Aaron, if public access is needed, most people just need to query Solr, not
update it. We tend to do this with reverse proxies. With a proxy you can
whitelist with the request handler and query params that are visible to the
outside world. You can use invariants to restrict many things even further.

There's a lot of information on the ajax-solr lists on this. I recently did
this for a client in the Windows world with IIS's reverse proxy features as
documented here:
http://www.opensourceconnections.com/2013/06/17/lockdown-solr-with-iis-as-a-reverse-proxy/comment-page-1/#comment-18709.
You can get more detailed with a small snippet of code that sits between
the Internet and Solr and does things that a regex can't easily catch.

A simple way to set this up is to bind Solr at 8983 on localhost not
0.0.0.0 in Jetty configs, then have the proxy resident on the Solr box
forward only allowed requests to localhost:8983. Anyone who wants to do an
update or hit the admin interface needs to be ssh tunneled to the Solr box.
Everyone else has to go through the reverse proxy.

I prefer this to doing a lot of heavy Jetty config tweaking as it lets me
*mostly* leave Solr-Jetty's default configs alone. I like having a mostly
clean separation of concerns between security and search.

Hope that helps,
-Doug






On Mon, Jun 24, 2013 at 1:51 AM, Aaron Greenspan
<aar...@thinkcomputer.com>wrote:

> Hi,
>
> Some more unsolicited feedback since my last experience setting up Solr…
>
> I am concerned that having a duplicate copy of a large part of my database
> up on the internet at a guessable location, available for the world to see,
> is probably not such a good idea. So I went to look up the various methods
> available to secure Solr, and found that all of them are terrible, if
> recent documentation is even available, which it's often not. Most of the
> blog posts I found are from 2010, presumably long before the version I use
> was created.
>
> According to the Solr Security wiki (
> http://wiki.apache.org/solr/SolrSecurity), it looks like you can edit
> some XML files (if you can find them) in complex ways to turn on HTTP
> authentication, or you can restrict the IP that Solr runs on. Less clear is
> some way to change the default port number from 8983.

:: Challenge ::
Please extend the Solr security thread, picking up right after its last sentence. The listing has no connection to the Solr security thread.

:: Supplied material ::
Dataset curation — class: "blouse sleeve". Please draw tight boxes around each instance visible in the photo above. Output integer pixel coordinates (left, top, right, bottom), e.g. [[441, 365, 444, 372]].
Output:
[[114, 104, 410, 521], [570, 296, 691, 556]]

:: Answer to this task ::
>
> The wiki itself is full of semi-useless information, which is pretty
> infuriating since it's supposed to be the best source. The XML edits seem
> to change for different versions of Solr. Statements like "standard Java
> web security can be added by tuning the container and the Solr web
> application configuration itself via web.xml" are not helpful to me. I
> don't know what "standard Java web security" is, nor am I inclined to trust
> it since "Java security" is already believed by many to be something of an
> oxymoron. I don't have any idea where the file web.xml is--the default Solr
> install is a nest of needlessly complex folders. (Is it the one at
> ~/example/solr-webapp/webapp/WEB-INF/web.xml?) At the end of the page,
> there is a reference to "server.xml", but according to my install there is
> no such file.
>
> Basically, instead of (or at least on top of) this giant mess, the web
> interface for Solr should prompt the user, before doing anything else, to
> set up an administrative username and password, which one should be able to
> optionally require for queries and/or updates. It's just common sense. If I
> remember correctly, Netscape Enterprise Server prompted you to do that a
> decade and a half ago, and the internet has gotten a lot less friendly
> since then. You should also be able to limit the IP addresses that Solr
> runs on through the web interface, and change the port if desired, (or
> add/remove/edit users and passwords).
>
> The web server should also log when someone signs into the administrative
> interface, and from what IP address. There's probably some way to do this
> through the "Logging/Level" tree, but it's not exactly clear to me.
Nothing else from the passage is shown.